Transcribe all of the listing exactly.
Provided records Start Marker
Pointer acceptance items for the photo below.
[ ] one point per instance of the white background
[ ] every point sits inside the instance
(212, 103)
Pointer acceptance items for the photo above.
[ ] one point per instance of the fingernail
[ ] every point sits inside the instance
Provided records End Marker
Worked solution ▸
Pointer acceptance items for the photo below.
[ ] one point per instance of the white background
[ ] every point sits inside the instance
(212, 103)
Pointer acceptance items for the photo above.
[ ] one point per instance of the fingernail
[ ] every point sits inside the instance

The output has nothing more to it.